**Task description:**
Copy out the lines below, word for word.

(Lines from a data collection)

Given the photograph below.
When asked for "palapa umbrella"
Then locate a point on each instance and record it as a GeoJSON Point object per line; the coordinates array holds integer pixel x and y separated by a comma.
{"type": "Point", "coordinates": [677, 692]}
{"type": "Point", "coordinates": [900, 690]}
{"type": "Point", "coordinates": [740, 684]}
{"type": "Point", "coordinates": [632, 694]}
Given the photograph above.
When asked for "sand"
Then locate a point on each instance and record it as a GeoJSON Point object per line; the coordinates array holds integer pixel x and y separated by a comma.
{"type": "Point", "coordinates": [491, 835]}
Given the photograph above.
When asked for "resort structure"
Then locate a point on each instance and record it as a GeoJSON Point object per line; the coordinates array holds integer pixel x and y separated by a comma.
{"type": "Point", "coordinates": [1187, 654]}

**Answer to this exercise:**
Given the photograph below.
When asked for "palapa umbrella"
Then locate a point on each instance and record it as a GeoJSON Point object per line; the coordinates array holds integer pixel x and y separated by a comma.
{"type": "Point", "coordinates": [677, 692]}
{"type": "Point", "coordinates": [900, 690]}
{"type": "Point", "coordinates": [740, 684]}
{"type": "Point", "coordinates": [632, 694]}
Given the photograph above.
When asked for "sand"
Then locate a point on each instance and record it as a GeoJSON Point object per line; the coordinates array holds integer pixel x and y separated by a comma.
{"type": "Point", "coordinates": [491, 835]}
Given the photograph above.
When asked for "resort structure"
Then locate a point on each instance and record it as a GeoJSON Point object per line; the coordinates array holds integer pixel x and y separated by a comma.
{"type": "Point", "coordinates": [1187, 654]}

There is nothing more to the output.